Noncoherent Detection

## Random time delay model in the passband

So far we have considered the problem of optimally detecting a transmitted signal waveform when the only disturbance resulting from the channel is additive white Gaussian noise. However, in practice there are other kinds of disturbances that are introduced by the channel in addition to just additive white Gaussian noise. Often the channel introduces a random delay to the transmitted signals. There are two main sources of such a delay - i) The time taken for an electromagnetic wave to travel the distance from the transmitter to the receiver in wireless communications. Often this may change since a person may be at different locations at different times ii) The receiver and the transmitted clocks may be not synchronized. When the receiver samples the output of the matched filter, it is expecting the time origin to begin somewhere which turns out to be different. As a result, the received passband signal will be given by

(1)
$$r(t) = s(t-T_d) + n(t)$$

If $T_d$ is known at the receiver, we can can compensate for $T_d$ and since $n(t)$ is wide-sense stationary, shifting $n(t)$ does not change the statistics of the noise. Hence, this case is identical to that of coherent detection and ideas developed in the previous section apply here directly. Our interest in this section is in the case when $T_d$ is not known at the receiver. In this case, we would like to know what the structure of the optimal detector is and what the ensuing probability of error will be.

Data records

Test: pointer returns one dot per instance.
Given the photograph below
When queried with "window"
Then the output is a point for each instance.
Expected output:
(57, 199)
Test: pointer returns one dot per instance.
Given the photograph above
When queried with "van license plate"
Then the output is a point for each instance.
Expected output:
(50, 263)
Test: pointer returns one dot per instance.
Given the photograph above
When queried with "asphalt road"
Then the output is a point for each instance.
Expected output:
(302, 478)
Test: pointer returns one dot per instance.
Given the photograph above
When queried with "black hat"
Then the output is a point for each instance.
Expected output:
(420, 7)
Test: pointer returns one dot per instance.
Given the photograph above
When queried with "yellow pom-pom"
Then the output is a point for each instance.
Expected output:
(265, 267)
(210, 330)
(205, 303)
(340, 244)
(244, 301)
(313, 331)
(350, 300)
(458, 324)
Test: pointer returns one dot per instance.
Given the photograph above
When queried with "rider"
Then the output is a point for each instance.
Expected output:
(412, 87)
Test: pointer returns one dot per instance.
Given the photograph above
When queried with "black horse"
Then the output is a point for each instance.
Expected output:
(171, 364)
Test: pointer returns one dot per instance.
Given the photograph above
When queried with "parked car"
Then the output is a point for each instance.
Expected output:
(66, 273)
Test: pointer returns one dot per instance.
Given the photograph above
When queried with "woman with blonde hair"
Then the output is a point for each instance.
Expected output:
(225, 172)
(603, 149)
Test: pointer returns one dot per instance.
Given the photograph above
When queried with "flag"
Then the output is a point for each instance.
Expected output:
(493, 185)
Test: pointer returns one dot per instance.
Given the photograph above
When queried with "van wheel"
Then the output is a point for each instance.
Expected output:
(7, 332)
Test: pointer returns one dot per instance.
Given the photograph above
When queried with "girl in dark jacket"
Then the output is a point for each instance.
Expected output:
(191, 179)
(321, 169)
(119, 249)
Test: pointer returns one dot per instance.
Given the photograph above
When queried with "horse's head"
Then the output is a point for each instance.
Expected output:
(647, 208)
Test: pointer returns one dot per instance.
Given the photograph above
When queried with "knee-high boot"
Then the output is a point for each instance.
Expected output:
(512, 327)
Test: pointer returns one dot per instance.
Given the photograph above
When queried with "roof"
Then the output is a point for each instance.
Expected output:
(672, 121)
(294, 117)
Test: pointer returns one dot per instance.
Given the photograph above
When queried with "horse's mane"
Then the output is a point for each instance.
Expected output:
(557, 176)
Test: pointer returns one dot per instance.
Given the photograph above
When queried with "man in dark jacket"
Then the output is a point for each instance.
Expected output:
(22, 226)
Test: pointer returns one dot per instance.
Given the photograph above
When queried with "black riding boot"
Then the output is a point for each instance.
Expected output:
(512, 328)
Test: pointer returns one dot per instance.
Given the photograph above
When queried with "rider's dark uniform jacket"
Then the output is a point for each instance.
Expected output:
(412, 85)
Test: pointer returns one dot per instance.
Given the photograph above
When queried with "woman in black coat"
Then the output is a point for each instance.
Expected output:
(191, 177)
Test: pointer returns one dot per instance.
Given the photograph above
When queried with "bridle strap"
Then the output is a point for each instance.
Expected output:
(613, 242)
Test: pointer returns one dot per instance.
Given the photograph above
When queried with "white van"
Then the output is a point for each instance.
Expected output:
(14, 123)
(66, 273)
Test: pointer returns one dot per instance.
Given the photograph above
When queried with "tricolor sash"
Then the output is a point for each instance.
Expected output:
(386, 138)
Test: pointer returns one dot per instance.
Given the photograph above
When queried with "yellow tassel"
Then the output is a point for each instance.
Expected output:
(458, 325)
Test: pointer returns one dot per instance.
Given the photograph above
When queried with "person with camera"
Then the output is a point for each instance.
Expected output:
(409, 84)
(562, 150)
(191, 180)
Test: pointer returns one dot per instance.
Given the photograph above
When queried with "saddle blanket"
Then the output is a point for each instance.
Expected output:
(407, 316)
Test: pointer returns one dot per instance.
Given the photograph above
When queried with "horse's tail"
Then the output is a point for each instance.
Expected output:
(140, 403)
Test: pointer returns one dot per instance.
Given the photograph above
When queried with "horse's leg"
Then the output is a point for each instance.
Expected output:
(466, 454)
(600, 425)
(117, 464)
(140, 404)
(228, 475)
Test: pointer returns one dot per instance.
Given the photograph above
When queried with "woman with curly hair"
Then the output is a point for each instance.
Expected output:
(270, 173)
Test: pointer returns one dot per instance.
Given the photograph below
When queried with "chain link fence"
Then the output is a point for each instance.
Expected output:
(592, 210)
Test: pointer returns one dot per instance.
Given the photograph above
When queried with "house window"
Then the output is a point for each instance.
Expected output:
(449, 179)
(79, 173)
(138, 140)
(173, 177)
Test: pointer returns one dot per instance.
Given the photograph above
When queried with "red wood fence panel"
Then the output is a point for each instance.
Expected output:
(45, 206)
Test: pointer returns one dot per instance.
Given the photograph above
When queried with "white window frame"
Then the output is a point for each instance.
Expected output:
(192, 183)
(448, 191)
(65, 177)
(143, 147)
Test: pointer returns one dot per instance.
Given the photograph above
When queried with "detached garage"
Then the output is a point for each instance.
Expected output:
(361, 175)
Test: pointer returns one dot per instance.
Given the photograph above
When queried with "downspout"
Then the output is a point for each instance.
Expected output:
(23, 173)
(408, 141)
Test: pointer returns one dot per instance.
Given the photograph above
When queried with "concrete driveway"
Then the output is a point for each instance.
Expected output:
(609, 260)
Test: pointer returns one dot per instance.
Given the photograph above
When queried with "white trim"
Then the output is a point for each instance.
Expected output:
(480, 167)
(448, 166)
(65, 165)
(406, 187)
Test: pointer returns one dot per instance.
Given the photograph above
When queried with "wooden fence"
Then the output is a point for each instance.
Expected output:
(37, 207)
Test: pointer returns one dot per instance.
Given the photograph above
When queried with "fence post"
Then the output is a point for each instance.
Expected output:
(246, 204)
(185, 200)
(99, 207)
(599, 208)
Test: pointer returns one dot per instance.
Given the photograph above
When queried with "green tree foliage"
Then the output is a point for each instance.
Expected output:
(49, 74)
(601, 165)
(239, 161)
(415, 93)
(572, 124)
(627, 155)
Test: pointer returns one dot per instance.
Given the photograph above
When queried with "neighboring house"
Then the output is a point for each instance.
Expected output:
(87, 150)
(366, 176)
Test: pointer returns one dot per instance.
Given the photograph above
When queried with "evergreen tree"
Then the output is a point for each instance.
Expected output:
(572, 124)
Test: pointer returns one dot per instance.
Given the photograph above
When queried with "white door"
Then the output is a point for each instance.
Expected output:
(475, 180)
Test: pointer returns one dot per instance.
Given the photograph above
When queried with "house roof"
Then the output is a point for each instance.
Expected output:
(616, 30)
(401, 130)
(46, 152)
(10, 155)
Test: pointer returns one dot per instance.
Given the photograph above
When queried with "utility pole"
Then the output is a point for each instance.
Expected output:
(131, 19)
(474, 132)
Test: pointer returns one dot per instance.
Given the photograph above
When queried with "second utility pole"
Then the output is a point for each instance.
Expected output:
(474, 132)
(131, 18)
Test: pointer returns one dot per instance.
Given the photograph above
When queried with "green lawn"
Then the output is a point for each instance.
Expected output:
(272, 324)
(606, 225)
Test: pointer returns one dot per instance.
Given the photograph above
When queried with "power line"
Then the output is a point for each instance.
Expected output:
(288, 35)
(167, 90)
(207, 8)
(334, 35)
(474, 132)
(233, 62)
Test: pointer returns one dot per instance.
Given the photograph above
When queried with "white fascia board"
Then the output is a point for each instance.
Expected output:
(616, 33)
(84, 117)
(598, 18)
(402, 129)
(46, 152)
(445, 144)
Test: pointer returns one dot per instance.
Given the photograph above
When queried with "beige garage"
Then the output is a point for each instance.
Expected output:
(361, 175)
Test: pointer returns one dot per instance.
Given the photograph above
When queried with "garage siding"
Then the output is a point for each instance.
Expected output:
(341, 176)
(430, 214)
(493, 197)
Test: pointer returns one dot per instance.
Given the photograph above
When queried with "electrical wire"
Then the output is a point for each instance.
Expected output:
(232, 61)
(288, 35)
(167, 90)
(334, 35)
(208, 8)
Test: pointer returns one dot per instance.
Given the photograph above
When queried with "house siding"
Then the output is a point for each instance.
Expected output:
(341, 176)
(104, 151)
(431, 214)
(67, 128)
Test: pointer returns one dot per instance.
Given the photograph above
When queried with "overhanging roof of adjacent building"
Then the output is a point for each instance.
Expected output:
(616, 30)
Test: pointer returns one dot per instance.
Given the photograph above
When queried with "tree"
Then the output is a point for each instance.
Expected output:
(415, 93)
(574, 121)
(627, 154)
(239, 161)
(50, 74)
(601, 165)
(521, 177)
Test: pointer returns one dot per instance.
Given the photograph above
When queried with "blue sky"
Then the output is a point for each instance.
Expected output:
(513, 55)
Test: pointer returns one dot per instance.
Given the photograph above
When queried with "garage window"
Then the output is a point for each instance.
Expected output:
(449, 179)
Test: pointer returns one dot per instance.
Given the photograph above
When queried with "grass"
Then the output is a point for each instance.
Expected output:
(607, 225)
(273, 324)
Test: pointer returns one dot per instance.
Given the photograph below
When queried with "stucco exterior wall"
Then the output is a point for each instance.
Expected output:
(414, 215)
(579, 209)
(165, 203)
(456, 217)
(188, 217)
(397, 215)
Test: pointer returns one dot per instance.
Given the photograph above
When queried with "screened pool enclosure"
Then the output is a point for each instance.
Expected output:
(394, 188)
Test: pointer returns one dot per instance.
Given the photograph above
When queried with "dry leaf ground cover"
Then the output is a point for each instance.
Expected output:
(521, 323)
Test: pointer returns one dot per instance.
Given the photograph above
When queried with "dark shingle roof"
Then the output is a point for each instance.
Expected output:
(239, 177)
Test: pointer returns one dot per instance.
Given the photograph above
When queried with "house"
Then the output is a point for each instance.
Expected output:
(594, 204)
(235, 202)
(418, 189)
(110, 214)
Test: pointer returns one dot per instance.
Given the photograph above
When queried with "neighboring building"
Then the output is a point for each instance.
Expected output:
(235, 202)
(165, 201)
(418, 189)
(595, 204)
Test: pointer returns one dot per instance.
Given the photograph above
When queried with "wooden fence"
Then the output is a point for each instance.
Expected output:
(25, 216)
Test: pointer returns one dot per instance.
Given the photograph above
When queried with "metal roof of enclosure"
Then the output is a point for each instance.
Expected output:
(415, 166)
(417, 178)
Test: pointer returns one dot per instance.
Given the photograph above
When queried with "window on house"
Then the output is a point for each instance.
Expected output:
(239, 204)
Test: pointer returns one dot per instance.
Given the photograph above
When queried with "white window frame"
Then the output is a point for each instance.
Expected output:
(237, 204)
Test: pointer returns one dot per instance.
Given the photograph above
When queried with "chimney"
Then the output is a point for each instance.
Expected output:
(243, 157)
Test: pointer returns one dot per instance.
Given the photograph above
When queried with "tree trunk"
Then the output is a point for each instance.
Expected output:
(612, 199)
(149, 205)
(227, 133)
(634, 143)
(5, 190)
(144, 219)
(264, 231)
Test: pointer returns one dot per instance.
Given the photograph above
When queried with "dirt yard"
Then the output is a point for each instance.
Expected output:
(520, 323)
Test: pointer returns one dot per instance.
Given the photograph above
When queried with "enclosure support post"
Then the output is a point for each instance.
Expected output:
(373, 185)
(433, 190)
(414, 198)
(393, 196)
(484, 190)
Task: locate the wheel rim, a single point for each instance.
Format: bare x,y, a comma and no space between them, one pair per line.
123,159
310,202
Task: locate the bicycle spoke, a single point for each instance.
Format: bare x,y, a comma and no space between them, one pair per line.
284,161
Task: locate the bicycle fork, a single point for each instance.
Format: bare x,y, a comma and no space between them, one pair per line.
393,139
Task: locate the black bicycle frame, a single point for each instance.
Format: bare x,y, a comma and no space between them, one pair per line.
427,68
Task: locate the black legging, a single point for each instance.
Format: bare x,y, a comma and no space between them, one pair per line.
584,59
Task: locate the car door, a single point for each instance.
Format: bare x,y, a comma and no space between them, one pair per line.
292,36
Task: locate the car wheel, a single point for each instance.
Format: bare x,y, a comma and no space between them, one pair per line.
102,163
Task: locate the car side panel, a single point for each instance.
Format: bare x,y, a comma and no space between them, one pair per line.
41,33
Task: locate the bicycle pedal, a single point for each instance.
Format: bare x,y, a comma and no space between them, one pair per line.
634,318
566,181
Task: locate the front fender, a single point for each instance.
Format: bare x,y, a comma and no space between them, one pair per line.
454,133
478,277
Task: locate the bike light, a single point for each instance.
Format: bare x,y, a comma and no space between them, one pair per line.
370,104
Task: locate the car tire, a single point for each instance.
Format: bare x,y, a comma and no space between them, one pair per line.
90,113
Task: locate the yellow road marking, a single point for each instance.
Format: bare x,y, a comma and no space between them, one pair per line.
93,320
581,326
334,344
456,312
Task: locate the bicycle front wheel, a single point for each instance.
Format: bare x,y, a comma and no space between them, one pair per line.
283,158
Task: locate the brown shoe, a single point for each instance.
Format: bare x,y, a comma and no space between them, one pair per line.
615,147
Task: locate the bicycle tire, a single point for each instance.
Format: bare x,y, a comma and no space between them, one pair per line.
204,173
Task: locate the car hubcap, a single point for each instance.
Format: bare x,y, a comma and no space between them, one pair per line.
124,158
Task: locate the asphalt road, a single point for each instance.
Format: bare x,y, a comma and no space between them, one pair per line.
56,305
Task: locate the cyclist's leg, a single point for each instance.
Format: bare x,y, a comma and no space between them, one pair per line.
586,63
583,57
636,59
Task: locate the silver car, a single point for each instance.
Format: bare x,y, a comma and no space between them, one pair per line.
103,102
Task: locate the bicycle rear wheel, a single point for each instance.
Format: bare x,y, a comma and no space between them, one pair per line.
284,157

Goal 1
In the noncoherent detection text, what are the two main sources of the random delay introduced by the channel?
Goal 2
Summarize the noncoherent detection text in two sentences.

Exercise answer 1
The time an electromagnetic wave takes to travel from the transmitter to the receiver in wireless communications, and a lack of synchronization between the receiver and transmitter clocks.

Exercise answer 2
Besides additive white Gaussian noise, a channel often introduces a random delay to the transmitted signal, caused by the wave's travel time or by unsynchronized transmitter and receiver clocks, so the received signal is r(t) = s(t − T_d) + n(t). If T_d is known, the receiver can compensate and the problem reduces to coherent detection, but this section addresses the case where T_d is unknown and asks what the optimal detector structure and resulting probability of error are.